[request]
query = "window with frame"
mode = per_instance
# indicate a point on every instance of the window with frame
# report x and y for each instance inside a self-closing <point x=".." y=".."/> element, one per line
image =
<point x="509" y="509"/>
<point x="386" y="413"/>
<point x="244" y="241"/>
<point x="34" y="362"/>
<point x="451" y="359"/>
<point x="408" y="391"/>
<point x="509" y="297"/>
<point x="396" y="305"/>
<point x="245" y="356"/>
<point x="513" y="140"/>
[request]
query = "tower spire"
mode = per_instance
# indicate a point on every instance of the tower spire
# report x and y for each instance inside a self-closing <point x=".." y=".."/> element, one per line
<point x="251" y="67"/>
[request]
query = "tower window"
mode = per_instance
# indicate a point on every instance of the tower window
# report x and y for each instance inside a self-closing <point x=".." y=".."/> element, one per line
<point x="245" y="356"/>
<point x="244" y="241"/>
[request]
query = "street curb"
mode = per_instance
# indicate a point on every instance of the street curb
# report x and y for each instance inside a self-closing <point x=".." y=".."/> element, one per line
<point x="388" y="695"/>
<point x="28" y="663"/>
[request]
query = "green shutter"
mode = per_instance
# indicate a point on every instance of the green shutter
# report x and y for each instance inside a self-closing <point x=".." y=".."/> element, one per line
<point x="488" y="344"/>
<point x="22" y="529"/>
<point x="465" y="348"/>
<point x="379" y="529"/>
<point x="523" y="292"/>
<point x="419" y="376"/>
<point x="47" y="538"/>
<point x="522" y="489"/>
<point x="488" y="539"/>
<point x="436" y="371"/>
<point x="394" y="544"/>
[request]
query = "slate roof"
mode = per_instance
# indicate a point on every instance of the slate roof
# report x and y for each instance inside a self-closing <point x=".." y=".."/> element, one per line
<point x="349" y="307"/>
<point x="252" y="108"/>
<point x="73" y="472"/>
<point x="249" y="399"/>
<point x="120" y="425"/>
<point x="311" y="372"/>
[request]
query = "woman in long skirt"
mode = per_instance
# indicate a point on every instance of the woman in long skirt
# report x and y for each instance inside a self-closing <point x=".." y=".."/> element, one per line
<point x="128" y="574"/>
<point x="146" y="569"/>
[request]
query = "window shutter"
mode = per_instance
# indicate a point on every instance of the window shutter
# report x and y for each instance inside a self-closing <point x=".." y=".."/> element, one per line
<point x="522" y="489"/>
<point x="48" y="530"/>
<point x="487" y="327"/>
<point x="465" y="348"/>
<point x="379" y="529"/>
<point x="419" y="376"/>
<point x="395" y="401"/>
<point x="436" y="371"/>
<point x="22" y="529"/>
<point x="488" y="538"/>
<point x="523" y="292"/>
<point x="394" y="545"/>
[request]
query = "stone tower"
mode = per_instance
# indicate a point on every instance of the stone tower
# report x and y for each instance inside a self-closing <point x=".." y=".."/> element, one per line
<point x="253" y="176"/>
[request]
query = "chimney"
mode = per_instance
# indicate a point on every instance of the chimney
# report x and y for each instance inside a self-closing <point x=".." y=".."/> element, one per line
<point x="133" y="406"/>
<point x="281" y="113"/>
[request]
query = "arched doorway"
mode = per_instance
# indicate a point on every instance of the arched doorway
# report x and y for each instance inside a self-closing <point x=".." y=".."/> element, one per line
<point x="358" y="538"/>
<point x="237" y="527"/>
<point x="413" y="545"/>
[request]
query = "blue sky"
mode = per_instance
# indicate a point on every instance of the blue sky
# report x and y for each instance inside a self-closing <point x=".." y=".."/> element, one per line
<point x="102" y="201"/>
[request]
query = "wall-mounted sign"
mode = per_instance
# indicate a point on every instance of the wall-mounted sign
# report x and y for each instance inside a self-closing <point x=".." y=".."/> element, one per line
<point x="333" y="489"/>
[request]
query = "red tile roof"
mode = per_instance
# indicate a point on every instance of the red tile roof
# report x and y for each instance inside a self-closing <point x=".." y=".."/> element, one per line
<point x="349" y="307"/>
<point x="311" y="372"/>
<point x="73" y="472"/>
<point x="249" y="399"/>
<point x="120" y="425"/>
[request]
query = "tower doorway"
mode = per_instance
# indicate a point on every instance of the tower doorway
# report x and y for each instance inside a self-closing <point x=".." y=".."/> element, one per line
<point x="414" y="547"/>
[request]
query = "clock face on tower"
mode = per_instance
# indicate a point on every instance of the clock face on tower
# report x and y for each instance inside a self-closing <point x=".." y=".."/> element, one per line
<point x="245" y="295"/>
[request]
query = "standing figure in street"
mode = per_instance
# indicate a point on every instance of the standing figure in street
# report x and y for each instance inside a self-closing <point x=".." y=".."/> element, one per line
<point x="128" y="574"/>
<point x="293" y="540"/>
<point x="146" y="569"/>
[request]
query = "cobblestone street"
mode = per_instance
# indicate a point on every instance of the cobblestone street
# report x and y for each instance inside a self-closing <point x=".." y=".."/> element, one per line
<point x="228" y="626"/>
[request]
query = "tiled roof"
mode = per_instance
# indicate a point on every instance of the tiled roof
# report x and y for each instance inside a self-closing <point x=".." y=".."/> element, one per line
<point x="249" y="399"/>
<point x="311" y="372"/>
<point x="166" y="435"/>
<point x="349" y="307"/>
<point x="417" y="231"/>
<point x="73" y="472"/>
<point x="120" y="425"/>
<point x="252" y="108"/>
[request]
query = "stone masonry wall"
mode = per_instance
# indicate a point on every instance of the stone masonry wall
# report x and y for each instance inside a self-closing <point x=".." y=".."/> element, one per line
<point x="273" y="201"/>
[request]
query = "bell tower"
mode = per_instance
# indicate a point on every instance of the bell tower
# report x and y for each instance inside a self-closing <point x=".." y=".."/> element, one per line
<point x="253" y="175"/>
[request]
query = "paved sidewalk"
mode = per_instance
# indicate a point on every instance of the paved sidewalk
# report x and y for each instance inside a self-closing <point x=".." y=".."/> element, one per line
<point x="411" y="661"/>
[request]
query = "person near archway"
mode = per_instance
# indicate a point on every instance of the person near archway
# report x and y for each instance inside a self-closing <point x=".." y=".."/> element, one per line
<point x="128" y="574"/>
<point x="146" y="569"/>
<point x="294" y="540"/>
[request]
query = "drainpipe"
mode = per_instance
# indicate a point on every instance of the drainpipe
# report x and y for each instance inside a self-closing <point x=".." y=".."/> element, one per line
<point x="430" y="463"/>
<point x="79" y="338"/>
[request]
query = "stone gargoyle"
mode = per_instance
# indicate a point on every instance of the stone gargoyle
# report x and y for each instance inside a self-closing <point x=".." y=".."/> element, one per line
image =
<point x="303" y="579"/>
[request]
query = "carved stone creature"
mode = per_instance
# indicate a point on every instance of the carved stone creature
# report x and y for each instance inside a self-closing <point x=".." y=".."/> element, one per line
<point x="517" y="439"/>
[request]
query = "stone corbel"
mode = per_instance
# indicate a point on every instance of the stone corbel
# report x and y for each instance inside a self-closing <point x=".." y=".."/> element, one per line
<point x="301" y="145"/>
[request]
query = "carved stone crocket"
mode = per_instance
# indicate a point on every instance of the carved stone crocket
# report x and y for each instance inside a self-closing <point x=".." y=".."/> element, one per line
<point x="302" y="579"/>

━━━━━━

#### Exercise aim:
How many lines of the records contain the word "gargoyle"? Reply with the number only.

#### Exercise solution:
2